═════ Selected extract

Reviewed by Fred G. Zaspel
John Frame has such a proven track record in matters of theology that when Reformed types see that he has at last produced a comprehensive textbook on systematic theology, it immediately makes its way onto the “must get” list — even if (because?) it does weigh in at nearly 1,200 large size pages and retail at $50.00. Of course much is expected before we even begin. We expect to see many triads (the normative, situational, and existential perspectives), and here we find more than a hundred of them (all summarized nicely in Appendix A). Because Frame’s theology is already well known, his general conclusions are anticipated also. Because of his established record, we also anticipate clear, readable, solid reasoning and a rigorous biblical grounding for those conclusions. We expect a controlling emphasis on divine Lordship and the authority of Scripture. In all this, in his new Systematic Theology Frame does not disappoint. We are grateful that he has produced this capstone of his decades of work.
Given all Frame’s previous theological tomes — most notably The Doctrine of the Knowledge of God (1987), The Doctrine of God (2002), and The Doctrine of the Word of God (2010) — as well as some other of his related works — Apologetics to the Glory of God (1994), Perspectives on the Word of God (2000), No Other God: A Response to Open Theism (2001), Salvation Belongs to the Lord: An Introduction to Systematic Theology (2006) — we might wonder what this book has to contribute. Yes, there is overlap. Of course. And Frame acknowledges that some “copy and paste” occurs here and there. But, in his words,
“I have tried to do more than to summarize the big books and to expand chapters of the smaller one. Rather, I have tried to rethink everything to make it more biblical, clear, and cogent” (p. xxxi).
So what Frame offers here is his first comprehensive systematic theology capturing the results of a lifetime of study and teaching.
Yet the book does reflect his classroom work. Surprisingly, in his long career Frame has not taught all the various courses of systematic theology, and this “selected” concentration of effort is reflected in this book. With his treatment of foundational matters, theology proper, and bibliology, we are already some 760 pages into the book. Then we have all the rest in just over 400 pages (the doctrine of angels and demons in about 10 pages, the doctrines of man and sin in less than 100 pages, the person and work of Christ in under 50 pages, pneumatology and soteriology all in under 100 pages, ecclesiology in less than 50 pages, eschatology in about 20 pages, and finally the doctrine of the Christian life in about 15 pages). Given this uneven attention to depth and detail, and given that most programs in systematic theology consist of two, three, or even four courses of study, Frame’s work will be more suitable as a textbook for some classes than others. (However, it should be noted that these numbers do not quite tell the whole story: although the number of pages devoted to christology and pneumatology are small, Frame does treat more fully the deity of Christ and some foundational issues of pneumatology earlier under his discussion of the Trinity.)
In Part 2 of the book Frame provides a broad, biblical-theological context in which systematic theology is developed. In these three chapters (chapters 4-6) he spells out a covenantal structure of biblical history, the progressive unfolding of God’s kingdom, and “a genealogy of the family of God” (p. 53) with its attending emphasis on God as father. His purpose here is to provide an overall context for biblical interpretation that avoids a wrong kind (Frame allows a legitimate kind) of proof-texting. The view of the covenants — theological and historical — is rather standard in Reformed thought, and his demonstration of the “two ages” of history and kingdom reflects the inaugurated eschatology of Vos, et al. Frame does not elaborate on how Biblical Theology is related to Systematic Theology or how all this bears on the development of his own conclusions, but the value of this general biblical-theological background remains.

══════════
═════ Record set

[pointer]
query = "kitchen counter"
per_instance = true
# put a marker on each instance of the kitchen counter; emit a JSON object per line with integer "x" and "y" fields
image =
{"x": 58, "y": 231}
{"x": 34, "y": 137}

══════════

■ **Directions**
a: According to the book review, where in Frame's book are its many triads summarized?
b: Please shift every x and y coordinate in the listing's answers by adding 24 to it, and write out all of the listing's lines again with the requests included.

■ **Per-task outputs**
a: In Appendix A.

b:
[pointer]
query = "kitchen counter"
per_instance = true
# put a marker on each instance of the kitchen counter; emit a JSON object per line with integer "x" and "y" fields
image =
{"x": 82, "y": 255}
{"x": 58, "y": 161}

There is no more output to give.